- TEXT SHOWN:

IRS higher-ups requested info on conservative groups, letters show
Jonathan Ernst / Reuters
Lois
Lerner, director of Exempt Organizations for the IRS, is surrounded by
Capitol police as she boards an elevator after being excused from a
House Oversight and Government Reform Committee hearing in Washington on
Wednesday.
“We've dealt with 15 agents, including tax law specialists -- that's lawyers -- from four different offices, including (the) Treasury (Department) in Washington, D.C.,” Sekulow said. “So the idea that this is a couple of rogue agents in Cincinnati is not correct.”
Among the letters were several that bore return IRS addresses other than Cincinnati, including IRS headquarters in Washington, and the signatures of IRS officials higher up the chain. Lerner’s signature, which appeared to be a stamp rather than an actual signature, appeared on a letter requesting additional information from the Ohio Liberty Council Corp.
Lerner has become one of the public faces of the controversy after refusing to testify before the House Oversight and Government Reform Committee last Wednesday, citing her Constitutional Fifth Amendment rights after reading a brief statement: “I have not done anything wrong. I have not broken any laws, violated IRS regulations or provided false information to this or any other committee.”
She was put on administrative leave at the end of last week after reportedly refusing to resign at Obama administration’s request. She is continuing to collect federal paychecks on her almost $180,000 annual salary, though at least one Republican senator, Sen. Charles Grassley of Iowa, a member of the Senate Finance Committee, is urging the agency to speed up the process and fire her.
In the two weeks since the IRS acknowledged it targeted conservative organizations seeking status as tax-exempt "social welfare" organizations for additional scrutiny, many Republicans have sought to link the agency’s actions to the White House. In an Op-Ed piece in the Washington Post on May 22, Senate Minority Leader Mitch McConnell, R-Ky., wrote that “the administration has been extremely creative in employing throughout the federal government the sorts of intimidation tactics that were used at the IRS.”

- SET TASKS:
A - Could you shorten the paragraph of the IRS article that begins "She was put on administrative leave" into a brief list that keeps its main facts?
B - Pick up the article on the IRS and conservative groups right after its last sentence and carry it forward.

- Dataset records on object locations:

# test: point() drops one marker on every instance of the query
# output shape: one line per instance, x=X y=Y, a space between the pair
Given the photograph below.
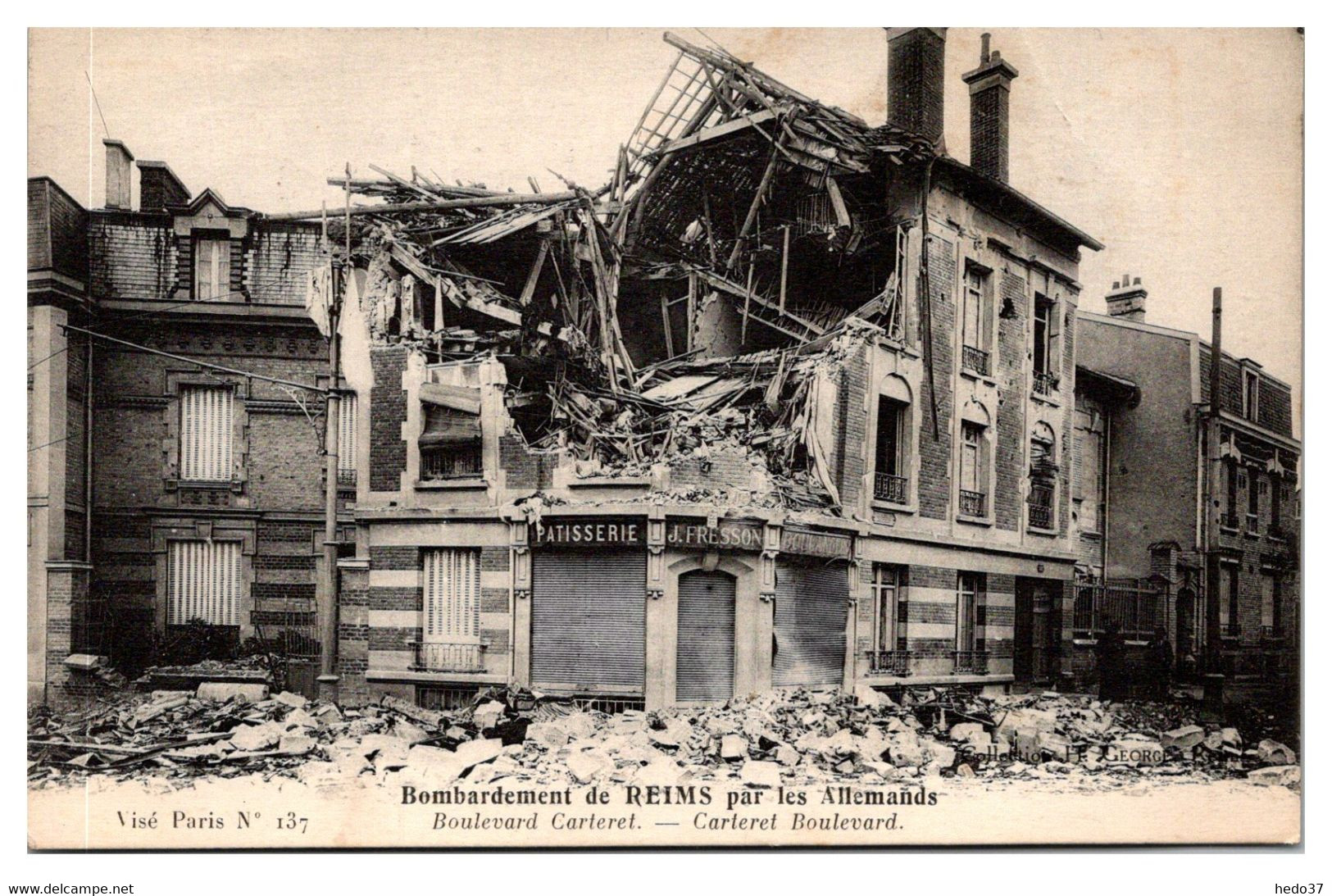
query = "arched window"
x=974 y=462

- SOLVED TASKS:
A -
- Lerner was put on administrative leave at the end of last week, reportedly after refusing the Obama administration's request that she resign.
- She is still collecting federal paychecks on an annual salary of almost $180,000.
- Sen. Charles Grassley of Iowa, a Republican on the Senate Finance Committee, is urging the IRS to speed up the process and fire her.

B -
The White House has dismissed suggestions it was aware of the targeting, saying President Barack Obama only learned of the issue when it broke in the news on May 10. White House spokesman Jay Carney has since deflected most questions about the scandal, saying it would be inappropriate to comment until an FBI inquiry into the agency’s actions – one of five separate government investigations -- is concluded.
For its part, the IRS has declined additional comment beyond its congressional testimony -- including former IRS Commissioner Steven Miller's testimony that IRS employees didn’t have partisan motives and only made "foolish mistakes ... trying to be more efficient” -- and other previously released public statements, including its response to a Treasury inspector general (see pages 49-51) and a Q&A on 501 (c) groups it published on its website.
But attorneys for some of the targeted groups’ provided documentation and two IRS employees in the Cincinnati office made statements to NBC News that call into question parts of the official explanation Americans have heard from the IRS so far.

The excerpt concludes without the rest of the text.